ТЕКСТ —
На ум приходит мудрый ответ старого конфуцианского учителя своему небесному ученику, очень юному китайскому императору. Учитель попросил его сказать, как зовут животных, которые повстречались им во время прогулки. «Это овцы», – сказал крошка император.

«Сын неба совершенно прав, – вежливо сказал педагог. – Мне следует только добавить, что этих овец обычно называют “свиньи”».

К несчастью, возникает гораздо больше трудностей, когда мы пытаемся дать определение нематериальным предметам и если наш слушатель не знает значения слова, которое мы употребляем. В этом случае мы не можем указать ему на какой-либо материальный объект. Мы понимаем друг друга совершенно другим способом, и нужно прибегнуть к совершенно другим способам, чтобы обнаружить общий фактор (если он есть) между нашим и его языком. Это кажется настолько банальным и самоочевидным, что не замечается или по крайней мере недостаточно подчеркивается, когда мы рассматриваем использование языка. Мы настолько привыкли к словарям, что забываем, как важно для нас было указывать на предметы в начале процесса обучения. Мы склонны думать о наших лингвистических достижениях в основном в терминах определений, которые можно просто прочитать в книге. В то же время, поскольку многие из этих определений относятся к материальным предметам, мы часто ведем себя так, как если бы нематериальные предметы просто «имелись» и вопрос заключался бы исключительно в том, чтобы прикрепить к ним словесное определение.

НАБОР ДАННЫХ —
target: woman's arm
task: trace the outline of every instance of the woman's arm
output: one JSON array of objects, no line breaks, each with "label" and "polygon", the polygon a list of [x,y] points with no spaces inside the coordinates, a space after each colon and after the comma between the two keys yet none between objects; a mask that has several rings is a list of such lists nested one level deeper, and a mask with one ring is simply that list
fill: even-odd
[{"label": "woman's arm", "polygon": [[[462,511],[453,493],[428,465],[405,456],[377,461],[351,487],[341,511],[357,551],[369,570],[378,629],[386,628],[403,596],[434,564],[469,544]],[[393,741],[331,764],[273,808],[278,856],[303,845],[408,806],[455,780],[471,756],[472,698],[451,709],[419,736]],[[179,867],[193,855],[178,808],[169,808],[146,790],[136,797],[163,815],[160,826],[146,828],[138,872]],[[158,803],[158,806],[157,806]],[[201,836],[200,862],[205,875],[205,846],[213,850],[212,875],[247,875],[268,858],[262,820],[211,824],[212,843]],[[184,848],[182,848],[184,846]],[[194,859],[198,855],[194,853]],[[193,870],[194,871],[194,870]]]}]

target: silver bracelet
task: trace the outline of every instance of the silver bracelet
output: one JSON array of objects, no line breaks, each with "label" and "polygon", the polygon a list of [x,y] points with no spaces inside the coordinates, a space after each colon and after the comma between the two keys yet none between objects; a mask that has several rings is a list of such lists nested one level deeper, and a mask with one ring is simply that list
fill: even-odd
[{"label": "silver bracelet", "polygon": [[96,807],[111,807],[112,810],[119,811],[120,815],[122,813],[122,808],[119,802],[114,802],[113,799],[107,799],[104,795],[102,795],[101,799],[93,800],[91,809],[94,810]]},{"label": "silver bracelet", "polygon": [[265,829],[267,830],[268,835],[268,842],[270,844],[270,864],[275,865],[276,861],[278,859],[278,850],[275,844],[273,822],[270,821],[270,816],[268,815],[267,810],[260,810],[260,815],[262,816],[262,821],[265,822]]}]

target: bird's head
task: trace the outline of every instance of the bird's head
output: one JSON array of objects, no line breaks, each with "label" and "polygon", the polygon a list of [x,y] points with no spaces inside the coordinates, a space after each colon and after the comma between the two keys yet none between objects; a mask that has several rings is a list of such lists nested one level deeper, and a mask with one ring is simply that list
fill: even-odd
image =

ЗАДАНИЯ —
(a) Выпишите из текста о языке всё, начиная со слов «На ум приходит» и вниз до слов «сказал крошка император.».
(b) Ответьте на вопросы по тексту о языке:
(i) Какими словами крошка император назвал встреченных на прогулке животных?
(ii) Как, по словам учителя, этих овец обычно называют?
(iii) К чему мы, согласно тексту, настолько привыкли, что забываем о важности указания на предметы?
Приведённый материал никак не связан с текстом и стоит особняком.

ОТВЕТЫ К ЗАДАНИЯМ —
(a)
На ум приходит мудрый ответ старого конфуцианского учителя своему небесному ученику, очень юному китайскому императору. Учитель попросил его сказать, как зовут животных, которые повстречались им во время прогулки. «Это овцы», – сказал крошка император.

(b)
(i) «Это овцы».
(ii) «Свиньи».
(iii) К словарям.